=== Objective ===
Repeat verbatim the lines of the data below, beginning with the line containing "suitcase and report the position of each." and continuing to the end.
__________
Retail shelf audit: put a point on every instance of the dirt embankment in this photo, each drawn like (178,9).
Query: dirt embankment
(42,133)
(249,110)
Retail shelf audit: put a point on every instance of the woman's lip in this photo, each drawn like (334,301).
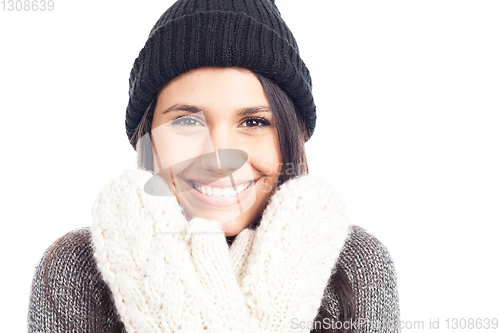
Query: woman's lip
(220,201)
(219,182)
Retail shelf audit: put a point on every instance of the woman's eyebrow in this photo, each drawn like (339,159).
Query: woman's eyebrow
(252,110)
(193,109)
(183,107)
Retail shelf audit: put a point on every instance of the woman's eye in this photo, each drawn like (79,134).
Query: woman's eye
(255,122)
(186,121)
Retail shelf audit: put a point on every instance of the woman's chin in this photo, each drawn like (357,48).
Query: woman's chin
(233,222)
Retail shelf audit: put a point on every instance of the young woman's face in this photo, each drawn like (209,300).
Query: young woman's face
(216,145)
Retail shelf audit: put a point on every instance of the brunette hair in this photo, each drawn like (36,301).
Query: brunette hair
(292,135)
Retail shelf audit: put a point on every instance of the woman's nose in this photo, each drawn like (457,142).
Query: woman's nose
(227,158)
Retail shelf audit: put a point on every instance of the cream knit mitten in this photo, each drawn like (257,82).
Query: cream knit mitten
(170,275)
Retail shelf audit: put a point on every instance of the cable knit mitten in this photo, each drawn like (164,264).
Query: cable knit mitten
(167,274)
(141,250)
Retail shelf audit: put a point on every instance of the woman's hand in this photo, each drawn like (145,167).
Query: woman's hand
(295,248)
(165,273)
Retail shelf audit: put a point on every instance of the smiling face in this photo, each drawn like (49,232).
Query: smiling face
(216,145)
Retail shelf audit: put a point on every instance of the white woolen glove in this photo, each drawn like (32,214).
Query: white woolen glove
(294,250)
(167,274)
(280,271)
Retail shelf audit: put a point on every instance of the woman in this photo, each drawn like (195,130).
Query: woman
(221,228)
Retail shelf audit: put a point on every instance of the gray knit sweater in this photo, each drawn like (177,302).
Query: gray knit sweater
(68,293)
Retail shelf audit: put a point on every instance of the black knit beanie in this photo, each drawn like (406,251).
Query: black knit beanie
(224,33)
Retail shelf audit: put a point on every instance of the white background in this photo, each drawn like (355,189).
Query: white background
(408,103)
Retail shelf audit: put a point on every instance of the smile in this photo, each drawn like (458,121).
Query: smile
(221,191)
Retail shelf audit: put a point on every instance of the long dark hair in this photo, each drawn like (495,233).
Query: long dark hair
(292,136)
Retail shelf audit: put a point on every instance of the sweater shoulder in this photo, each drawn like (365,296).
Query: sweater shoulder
(67,291)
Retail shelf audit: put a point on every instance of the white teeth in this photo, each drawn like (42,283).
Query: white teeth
(217,191)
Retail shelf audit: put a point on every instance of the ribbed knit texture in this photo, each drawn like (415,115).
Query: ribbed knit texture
(242,33)
(221,272)
(168,274)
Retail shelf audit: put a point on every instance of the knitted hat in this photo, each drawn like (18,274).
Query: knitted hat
(224,33)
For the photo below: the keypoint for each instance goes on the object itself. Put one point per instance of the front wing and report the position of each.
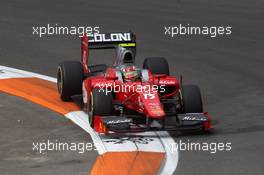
(133, 123)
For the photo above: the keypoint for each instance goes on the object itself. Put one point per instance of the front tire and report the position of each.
(100, 104)
(69, 79)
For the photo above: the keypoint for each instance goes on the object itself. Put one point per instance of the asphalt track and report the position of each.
(229, 71)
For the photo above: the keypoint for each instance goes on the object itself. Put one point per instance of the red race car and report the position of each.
(126, 98)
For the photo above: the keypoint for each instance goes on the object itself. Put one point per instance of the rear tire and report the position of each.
(69, 79)
(157, 65)
(100, 104)
(191, 99)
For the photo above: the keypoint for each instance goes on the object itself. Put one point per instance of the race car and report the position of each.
(126, 98)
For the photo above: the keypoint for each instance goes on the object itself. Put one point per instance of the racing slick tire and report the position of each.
(157, 65)
(101, 104)
(69, 79)
(191, 99)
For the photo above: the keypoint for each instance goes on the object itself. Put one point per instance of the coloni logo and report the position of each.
(112, 37)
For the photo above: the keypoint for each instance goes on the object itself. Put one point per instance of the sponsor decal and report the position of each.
(112, 37)
(167, 82)
(193, 118)
(118, 121)
(136, 140)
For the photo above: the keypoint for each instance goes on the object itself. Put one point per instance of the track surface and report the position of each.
(229, 71)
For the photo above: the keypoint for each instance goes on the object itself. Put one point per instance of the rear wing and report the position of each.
(105, 41)
(111, 40)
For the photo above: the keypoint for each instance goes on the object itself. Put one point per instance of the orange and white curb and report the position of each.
(142, 153)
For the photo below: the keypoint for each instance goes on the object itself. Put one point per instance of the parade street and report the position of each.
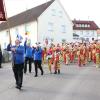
(73, 83)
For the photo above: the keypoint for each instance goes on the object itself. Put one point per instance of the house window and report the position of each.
(50, 26)
(53, 12)
(63, 28)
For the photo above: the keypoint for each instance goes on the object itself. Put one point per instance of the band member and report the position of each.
(97, 55)
(18, 62)
(28, 56)
(81, 55)
(38, 59)
(44, 54)
(56, 62)
(49, 57)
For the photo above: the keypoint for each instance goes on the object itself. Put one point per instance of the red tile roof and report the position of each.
(87, 25)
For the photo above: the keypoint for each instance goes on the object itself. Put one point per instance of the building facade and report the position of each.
(84, 30)
(47, 21)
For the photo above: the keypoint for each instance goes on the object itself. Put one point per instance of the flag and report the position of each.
(2, 11)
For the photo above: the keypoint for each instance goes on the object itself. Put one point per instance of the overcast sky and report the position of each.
(78, 9)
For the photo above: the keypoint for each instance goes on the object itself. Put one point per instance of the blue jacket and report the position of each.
(37, 54)
(18, 55)
(29, 52)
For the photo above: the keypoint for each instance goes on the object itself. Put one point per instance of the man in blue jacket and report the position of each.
(18, 62)
(28, 56)
(38, 60)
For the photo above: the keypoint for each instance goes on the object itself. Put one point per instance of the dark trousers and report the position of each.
(18, 73)
(37, 64)
(29, 60)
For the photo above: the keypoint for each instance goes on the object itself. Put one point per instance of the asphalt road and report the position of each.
(73, 83)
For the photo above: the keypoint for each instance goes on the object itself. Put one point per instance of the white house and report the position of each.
(84, 30)
(47, 21)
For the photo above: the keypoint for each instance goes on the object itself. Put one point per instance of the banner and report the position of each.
(2, 11)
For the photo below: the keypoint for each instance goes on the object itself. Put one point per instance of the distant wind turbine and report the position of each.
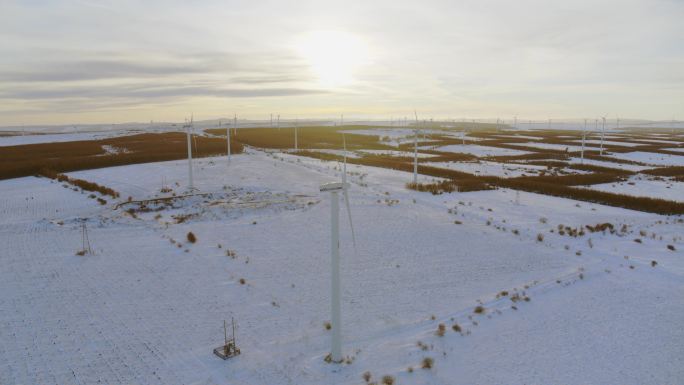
(603, 133)
(188, 128)
(584, 134)
(415, 151)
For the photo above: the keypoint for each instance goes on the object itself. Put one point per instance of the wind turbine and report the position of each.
(583, 137)
(235, 124)
(228, 141)
(296, 144)
(415, 151)
(188, 128)
(603, 132)
(335, 309)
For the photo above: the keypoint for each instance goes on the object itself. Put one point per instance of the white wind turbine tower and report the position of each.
(603, 133)
(296, 144)
(584, 133)
(235, 124)
(335, 309)
(228, 141)
(188, 128)
(415, 151)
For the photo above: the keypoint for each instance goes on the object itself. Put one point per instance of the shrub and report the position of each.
(427, 363)
(366, 376)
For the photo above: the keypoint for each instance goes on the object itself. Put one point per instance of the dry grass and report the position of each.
(29, 159)
(83, 184)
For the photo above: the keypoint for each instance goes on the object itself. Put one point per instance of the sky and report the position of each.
(65, 62)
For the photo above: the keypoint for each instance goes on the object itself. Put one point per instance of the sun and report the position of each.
(334, 56)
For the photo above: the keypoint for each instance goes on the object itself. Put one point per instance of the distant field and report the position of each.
(29, 159)
(554, 153)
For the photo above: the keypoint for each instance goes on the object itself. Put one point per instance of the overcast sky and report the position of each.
(121, 61)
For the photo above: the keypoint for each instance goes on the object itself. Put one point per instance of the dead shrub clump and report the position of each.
(427, 363)
(366, 376)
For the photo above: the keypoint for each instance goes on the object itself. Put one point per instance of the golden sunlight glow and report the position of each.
(334, 56)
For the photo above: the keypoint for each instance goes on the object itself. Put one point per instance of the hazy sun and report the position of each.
(334, 56)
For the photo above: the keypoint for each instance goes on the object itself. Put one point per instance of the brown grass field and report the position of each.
(24, 160)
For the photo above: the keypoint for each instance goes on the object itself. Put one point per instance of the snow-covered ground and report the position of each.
(478, 150)
(148, 306)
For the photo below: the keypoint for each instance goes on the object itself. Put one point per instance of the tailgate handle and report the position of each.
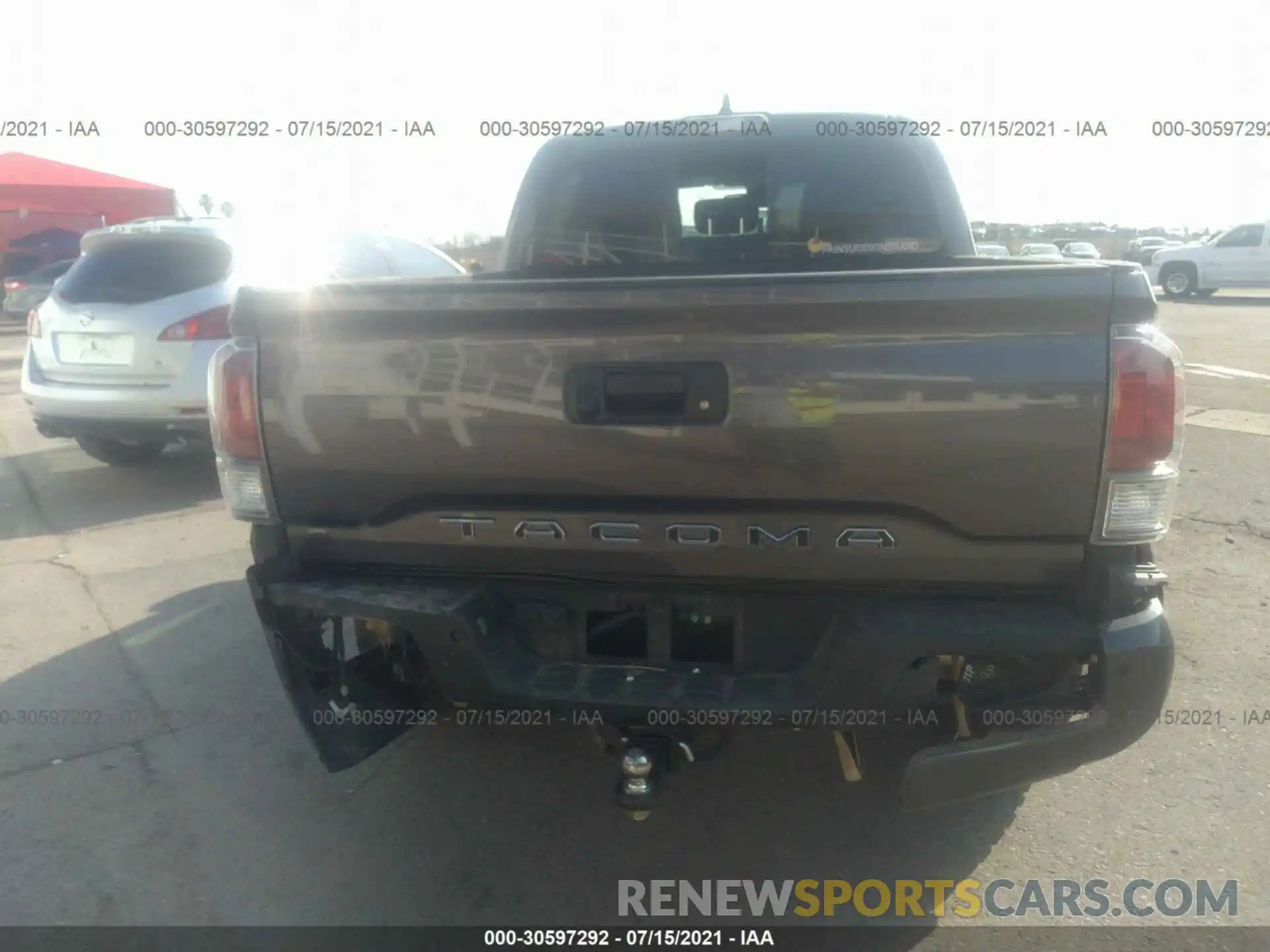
(675, 394)
(644, 394)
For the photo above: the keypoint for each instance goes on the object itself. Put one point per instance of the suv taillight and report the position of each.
(208, 325)
(235, 422)
(1144, 436)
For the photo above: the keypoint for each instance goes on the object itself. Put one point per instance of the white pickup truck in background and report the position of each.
(1238, 258)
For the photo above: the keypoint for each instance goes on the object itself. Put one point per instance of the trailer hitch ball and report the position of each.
(635, 789)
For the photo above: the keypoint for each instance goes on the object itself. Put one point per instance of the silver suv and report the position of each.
(117, 354)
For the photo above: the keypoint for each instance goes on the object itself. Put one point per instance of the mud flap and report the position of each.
(346, 729)
(345, 725)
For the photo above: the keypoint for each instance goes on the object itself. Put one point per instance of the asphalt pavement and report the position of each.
(189, 793)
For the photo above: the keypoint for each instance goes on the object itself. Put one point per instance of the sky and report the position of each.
(1124, 65)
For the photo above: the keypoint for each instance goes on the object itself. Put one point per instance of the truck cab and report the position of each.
(1238, 258)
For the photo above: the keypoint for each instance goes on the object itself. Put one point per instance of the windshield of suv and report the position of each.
(724, 204)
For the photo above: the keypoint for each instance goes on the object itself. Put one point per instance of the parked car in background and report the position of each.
(21, 295)
(1039, 251)
(1081, 249)
(117, 354)
(1141, 249)
(1238, 258)
(992, 251)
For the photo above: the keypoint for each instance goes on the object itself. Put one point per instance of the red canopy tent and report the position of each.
(37, 194)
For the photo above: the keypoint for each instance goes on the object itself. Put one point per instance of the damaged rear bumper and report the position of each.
(864, 658)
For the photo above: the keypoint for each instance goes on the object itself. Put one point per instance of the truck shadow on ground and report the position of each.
(71, 492)
(448, 825)
(1218, 300)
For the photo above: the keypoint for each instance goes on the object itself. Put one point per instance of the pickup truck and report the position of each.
(741, 434)
(1238, 258)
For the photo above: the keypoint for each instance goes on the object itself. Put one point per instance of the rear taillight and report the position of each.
(235, 424)
(1144, 436)
(208, 325)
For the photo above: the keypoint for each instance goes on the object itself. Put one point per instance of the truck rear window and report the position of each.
(143, 270)
(767, 202)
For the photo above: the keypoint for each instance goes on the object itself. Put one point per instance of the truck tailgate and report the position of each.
(964, 404)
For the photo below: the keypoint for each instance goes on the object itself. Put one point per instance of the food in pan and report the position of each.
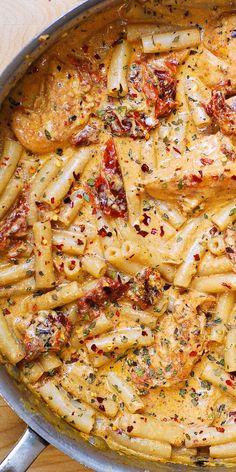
(117, 231)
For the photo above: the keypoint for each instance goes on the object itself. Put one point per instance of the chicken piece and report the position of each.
(148, 291)
(179, 343)
(203, 171)
(88, 135)
(151, 95)
(220, 37)
(15, 223)
(230, 244)
(217, 60)
(47, 331)
(69, 94)
(221, 111)
(106, 289)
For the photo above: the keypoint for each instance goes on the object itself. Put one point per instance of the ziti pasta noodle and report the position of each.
(118, 230)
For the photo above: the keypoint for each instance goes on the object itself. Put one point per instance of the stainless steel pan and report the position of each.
(42, 427)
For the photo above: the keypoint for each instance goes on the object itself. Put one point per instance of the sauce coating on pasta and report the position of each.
(117, 230)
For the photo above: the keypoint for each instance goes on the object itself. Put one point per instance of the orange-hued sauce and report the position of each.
(117, 230)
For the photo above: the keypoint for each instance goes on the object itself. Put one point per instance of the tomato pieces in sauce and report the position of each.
(109, 186)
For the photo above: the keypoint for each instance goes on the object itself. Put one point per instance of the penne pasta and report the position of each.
(117, 84)
(100, 325)
(10, 157)
(61, 184)
(210, 265)
(188, 268)
(141, 447)
(43, 178)
(10, 194)
(30, 372)
(230, 345)
(214, 374)
(62, 295)
(171, 41)
(93, 260)
(225, 216)
(115, 257)
(10, 348)
(223, 310)
(44, 272)
(139, 316)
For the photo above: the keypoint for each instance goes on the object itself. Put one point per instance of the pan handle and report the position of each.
(24, 453)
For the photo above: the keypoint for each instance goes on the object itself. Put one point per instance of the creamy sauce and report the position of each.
(160, 165)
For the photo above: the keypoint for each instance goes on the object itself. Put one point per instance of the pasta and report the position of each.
(44, 273)
(117, 81)
(118, 231)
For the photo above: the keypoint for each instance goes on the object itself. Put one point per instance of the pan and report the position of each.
(43, 428)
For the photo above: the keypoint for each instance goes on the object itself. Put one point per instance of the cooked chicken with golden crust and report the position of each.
(68, 95)
(216, 60)
(230, 244)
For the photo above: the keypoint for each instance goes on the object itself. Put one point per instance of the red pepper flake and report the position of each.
(220, 429)
(193, 354)
(140, 231)
(100, 399)
(145, 168)
(146, 219)
(206, 162)
(226, 285)
(103, 232)
(59, 247)
(213, 230)
(176, 150)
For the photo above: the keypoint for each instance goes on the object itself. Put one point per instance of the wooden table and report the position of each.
(20, 20)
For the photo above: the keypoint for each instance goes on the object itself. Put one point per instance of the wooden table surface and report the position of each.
(20, 20)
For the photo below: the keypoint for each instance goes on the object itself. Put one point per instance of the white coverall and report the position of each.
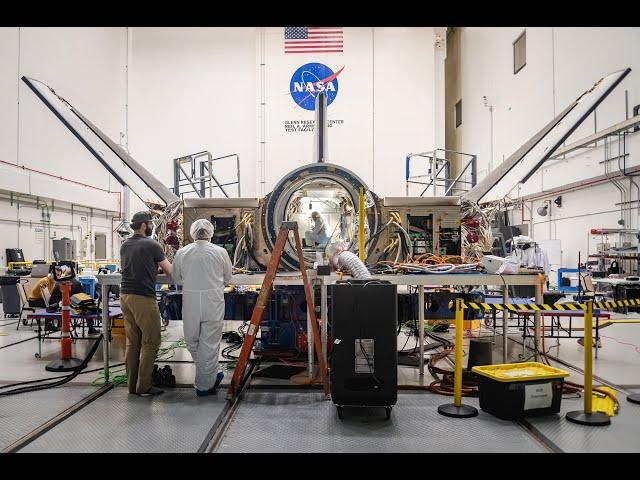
(202, 269)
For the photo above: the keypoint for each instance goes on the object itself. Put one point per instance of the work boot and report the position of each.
(153, 391)
(219, 378)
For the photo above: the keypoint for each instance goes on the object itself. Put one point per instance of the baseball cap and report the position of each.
(140, 217)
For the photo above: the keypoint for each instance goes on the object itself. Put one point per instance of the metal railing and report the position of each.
(199, 175)
(440, 164)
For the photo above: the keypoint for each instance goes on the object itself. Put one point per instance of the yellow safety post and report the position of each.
(587, 416)
(361, 251)
(457, 409)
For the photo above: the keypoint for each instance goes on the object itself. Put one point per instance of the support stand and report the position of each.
(588, 416)
(457, 409)
(66, 363)
(263, 301)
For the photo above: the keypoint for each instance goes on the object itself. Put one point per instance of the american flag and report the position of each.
(312, 39)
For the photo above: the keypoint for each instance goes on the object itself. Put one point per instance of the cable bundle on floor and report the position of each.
(45, 383)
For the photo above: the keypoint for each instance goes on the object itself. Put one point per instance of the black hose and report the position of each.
(62, 379)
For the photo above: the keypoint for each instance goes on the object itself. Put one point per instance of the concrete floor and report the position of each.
(617, 364)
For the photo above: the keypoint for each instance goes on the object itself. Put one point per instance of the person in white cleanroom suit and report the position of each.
(203, 269)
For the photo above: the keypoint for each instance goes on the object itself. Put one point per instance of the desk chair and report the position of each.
(589, 292)
(24, 302)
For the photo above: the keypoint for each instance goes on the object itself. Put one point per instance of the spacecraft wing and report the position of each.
(125, 169)
(524, 162)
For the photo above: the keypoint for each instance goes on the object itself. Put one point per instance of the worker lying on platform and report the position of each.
(203, 269)
(318, 234)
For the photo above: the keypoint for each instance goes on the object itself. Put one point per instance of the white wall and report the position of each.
(167, 92)
(86, 65)
(193, 89)
(561, 64)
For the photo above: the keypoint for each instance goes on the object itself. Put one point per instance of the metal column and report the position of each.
(324, 315)
(537, 316)
(310, 346)
(104, 288)
(421, 326)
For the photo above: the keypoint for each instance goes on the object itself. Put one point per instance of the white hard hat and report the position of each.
(201, 229)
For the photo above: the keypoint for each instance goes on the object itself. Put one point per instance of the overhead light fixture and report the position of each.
(544, 210)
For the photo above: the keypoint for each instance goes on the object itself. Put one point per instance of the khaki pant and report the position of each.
(142, 329)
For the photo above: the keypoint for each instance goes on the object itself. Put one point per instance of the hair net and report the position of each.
(201, 229)
(334, 248)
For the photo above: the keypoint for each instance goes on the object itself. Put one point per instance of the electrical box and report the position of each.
(64, 250)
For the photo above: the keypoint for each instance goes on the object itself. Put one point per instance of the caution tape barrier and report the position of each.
(519, 307)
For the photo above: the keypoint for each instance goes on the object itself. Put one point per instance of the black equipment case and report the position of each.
(364, 359)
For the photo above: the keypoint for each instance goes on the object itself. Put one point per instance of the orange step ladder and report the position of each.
(262, 302)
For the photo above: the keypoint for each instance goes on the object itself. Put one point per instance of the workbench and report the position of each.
(40, 315)
(422, 280)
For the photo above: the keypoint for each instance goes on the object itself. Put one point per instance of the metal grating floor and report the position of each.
(176, 421)
(268, 421)
(21, 414)
(623, 435)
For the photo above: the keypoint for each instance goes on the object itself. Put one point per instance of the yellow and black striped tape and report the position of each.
(519, 307)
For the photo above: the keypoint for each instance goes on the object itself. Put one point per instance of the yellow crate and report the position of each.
(520, 372)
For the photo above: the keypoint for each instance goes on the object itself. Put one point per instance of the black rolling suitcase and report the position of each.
(364, 358)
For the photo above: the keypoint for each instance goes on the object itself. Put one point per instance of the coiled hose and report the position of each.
(349, 261)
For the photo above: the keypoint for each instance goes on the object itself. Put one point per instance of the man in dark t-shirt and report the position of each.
(140, 257)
__________
=== Expected answer ===
For the photo above: the keypoint for each instance goes on the object itself. Put one point per instance of the black rolling suitcase and report the position of each.
(364, 358)
For the photo above: the keypoint for each instance goes on the object itself. Put one point per instance of the coiled hose and report the position of each.
(349, 261)
For the photo above: the keypoint for each instance goes on the object itself. Put one point per instance of the man in dark t-shirt and report the position of each.
(140, 257)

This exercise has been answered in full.